WORK TO DO
1. From the interview with Nurul Alam Atique, reproduce word for word the stretch from "Actually, I didn't" through "organization named 'Jolchobi'.".
2. Answer these questions from the interview with Nurul Alam Atique:
(a) Which institute was he admitted into after he became interested in movie making?
(b) What award did 'Choturtho Matra' win in 2002?
(c) Whom did he like working with the most?

READING PASSAGE
• Thursday, July 24, 2014

Ten Things You Didn't Know About
NURUL ALAM ATIQUE

Nurul Alam Atique, a well-known name in the showbiz world of Bangladesh, was awarded the Meril Prothom Alo Best Script Writer and Director Award in 2002. He is greatly influenced by the political and social culture in Bangladesh and this aspires to channel his imagination to narrate stories that our society can relate to. Star Showbiz caught up with him to know his thoughts and experiences in direction.

1. How did you begin your career as a director?  
Actually, I didn't have the intention of becoming a director. I was involved in the film societies in my early days. I used to chat very often with people concerned with our media. Chatting and conversation opened a new vista of looking at things. After I became interested in movie making, I got admitted into Film and Television Institute, India but I could not complete my course due to some personal issues. However, I first started working in this field in the year 1999 or 2000 with an organization named 'Jolchobi'.
2. What was your first production as a director?
I directed 'Choturtho Matra' in 2000. It won the Meril Prothom Alo Critic Award in 2002. I also worked in a movie named 'Gayotri Sondhay' that was focused on the poetry of Binoy Majumder in West Bengal. But, for some reasons, the production was halted in the middle of the work. Besides, I worked as an assistant director with Tareque Masud, Giasuddin Selim and many others on many productions.
3.   Who inspires you in your direction? What are your favorite movies?
I started watching movies from my school life. I was obsessed with the work of  AndreiTarkovsky, Hrithik Gothok, Orson Welles, Richard Linklater and many others who are considered masterminds of movies of our time. I find the movies 'F for Fake' by Orson Welles and 'Waking Life' by Richard Linklater are really amazing in terms of direction and storytelling. Recently, my passion for Turkish, Hungarian and Korean movies are growing. I enjoyed the movie 'The Turin Horse' by Béla Tarr.
4. Who have you enjoyed working with the most?
I have not worked with many people. The people who were accessible easily and match my ideas and thinking were basically my crew. In that sense, I liked working with Joya Ahsan the most. I think she is very talented. Besides, Deehan and Ashok Bepari are a few among others who I enjoy working with.
5. What are the challenges you face as a director in Bangladesh?

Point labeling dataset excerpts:
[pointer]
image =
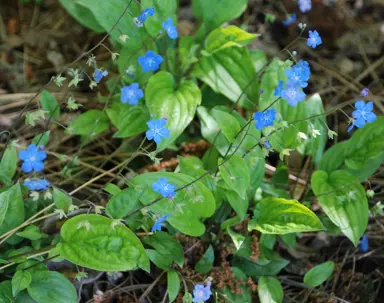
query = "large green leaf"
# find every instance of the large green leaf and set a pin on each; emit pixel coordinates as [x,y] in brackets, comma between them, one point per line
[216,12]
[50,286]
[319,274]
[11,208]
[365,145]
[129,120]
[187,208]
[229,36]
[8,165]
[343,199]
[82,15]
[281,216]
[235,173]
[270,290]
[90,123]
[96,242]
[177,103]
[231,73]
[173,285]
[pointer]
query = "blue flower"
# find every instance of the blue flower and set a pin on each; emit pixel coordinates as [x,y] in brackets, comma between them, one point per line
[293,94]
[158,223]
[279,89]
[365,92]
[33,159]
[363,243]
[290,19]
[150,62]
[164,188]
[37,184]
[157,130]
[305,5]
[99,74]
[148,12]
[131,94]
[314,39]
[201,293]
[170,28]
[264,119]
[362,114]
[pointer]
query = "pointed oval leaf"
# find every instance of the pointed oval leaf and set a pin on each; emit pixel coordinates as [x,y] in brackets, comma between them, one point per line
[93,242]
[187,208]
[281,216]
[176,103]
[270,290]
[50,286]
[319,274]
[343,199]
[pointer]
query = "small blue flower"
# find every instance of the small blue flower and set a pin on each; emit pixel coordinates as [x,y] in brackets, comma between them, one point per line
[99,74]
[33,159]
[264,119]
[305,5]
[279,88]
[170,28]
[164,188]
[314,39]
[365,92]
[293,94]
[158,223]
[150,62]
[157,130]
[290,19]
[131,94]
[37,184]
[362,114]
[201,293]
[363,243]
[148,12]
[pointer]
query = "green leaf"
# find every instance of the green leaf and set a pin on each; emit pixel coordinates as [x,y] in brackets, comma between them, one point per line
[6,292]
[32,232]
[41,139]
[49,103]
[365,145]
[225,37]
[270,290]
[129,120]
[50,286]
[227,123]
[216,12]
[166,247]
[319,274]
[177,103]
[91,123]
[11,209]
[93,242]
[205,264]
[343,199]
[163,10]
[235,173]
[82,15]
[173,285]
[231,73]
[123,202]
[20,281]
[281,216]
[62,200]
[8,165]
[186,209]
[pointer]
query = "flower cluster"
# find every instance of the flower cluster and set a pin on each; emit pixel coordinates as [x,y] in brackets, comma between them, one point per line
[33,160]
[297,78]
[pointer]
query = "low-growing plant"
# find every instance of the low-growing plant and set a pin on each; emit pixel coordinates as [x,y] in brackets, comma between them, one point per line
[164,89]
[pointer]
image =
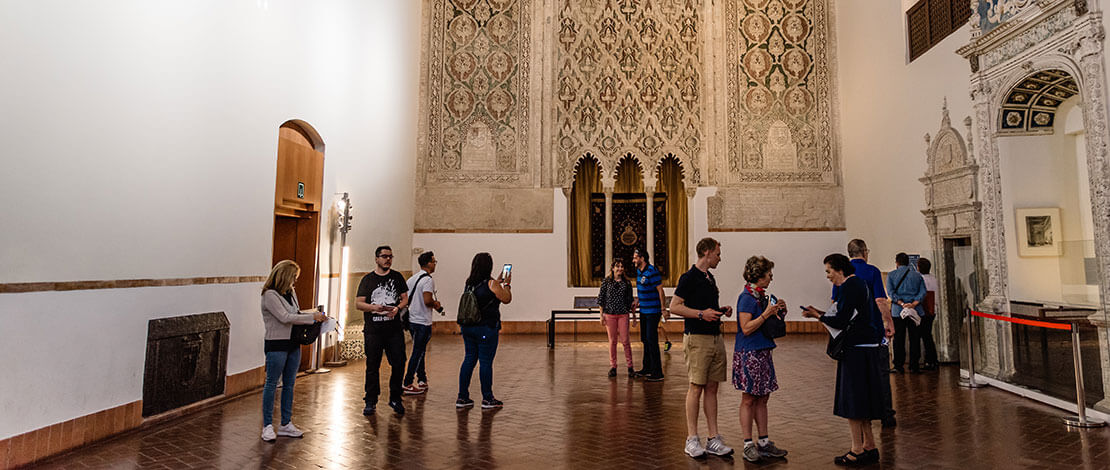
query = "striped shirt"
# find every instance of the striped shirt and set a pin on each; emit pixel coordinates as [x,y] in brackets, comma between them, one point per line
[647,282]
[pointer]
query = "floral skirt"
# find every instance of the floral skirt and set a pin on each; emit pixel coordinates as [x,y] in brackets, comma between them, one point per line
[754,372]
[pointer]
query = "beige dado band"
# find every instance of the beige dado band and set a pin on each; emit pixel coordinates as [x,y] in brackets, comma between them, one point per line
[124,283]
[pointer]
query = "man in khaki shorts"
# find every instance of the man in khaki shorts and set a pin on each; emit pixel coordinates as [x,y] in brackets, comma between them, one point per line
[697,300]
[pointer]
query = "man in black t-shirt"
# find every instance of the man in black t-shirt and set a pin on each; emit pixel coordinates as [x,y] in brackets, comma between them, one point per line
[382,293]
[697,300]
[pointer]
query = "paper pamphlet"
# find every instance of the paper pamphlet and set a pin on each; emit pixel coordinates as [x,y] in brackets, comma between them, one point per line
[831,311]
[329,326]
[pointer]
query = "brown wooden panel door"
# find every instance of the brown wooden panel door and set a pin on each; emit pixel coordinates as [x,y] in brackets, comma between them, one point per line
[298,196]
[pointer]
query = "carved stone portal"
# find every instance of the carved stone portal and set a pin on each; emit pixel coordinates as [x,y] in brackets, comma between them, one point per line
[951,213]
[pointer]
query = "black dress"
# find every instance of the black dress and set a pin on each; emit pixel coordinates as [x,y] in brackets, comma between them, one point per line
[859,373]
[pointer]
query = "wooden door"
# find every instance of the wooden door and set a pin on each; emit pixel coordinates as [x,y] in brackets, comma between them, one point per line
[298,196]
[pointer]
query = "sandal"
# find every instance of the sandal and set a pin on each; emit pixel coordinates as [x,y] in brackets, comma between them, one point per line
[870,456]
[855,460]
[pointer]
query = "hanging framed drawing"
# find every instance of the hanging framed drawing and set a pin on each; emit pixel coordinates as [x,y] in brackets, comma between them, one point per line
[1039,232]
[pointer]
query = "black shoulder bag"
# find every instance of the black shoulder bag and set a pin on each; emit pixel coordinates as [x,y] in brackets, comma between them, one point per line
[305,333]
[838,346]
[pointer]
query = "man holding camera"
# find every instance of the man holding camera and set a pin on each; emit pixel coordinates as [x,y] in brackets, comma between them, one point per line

EXPECTED RESULTS
1.
Actually, I didn't have the intention of becoming a director. I was involved in the film societies in my early days. I used to chat very often with people concerned with our media. Chatting and conversation opened a new vista of looking at things. After I became interested in movie making, I got admitted into Film and Television Institute, India but I could not complete my course due to some personal issues. However, I first started working in this field in the year 1999 or 2000 with an organization named 'Jolchobi'.

2.
(a) Film and Television Institute, India
(b) The Meril Prothom Alo Critic Award
(c) Joya Ahsan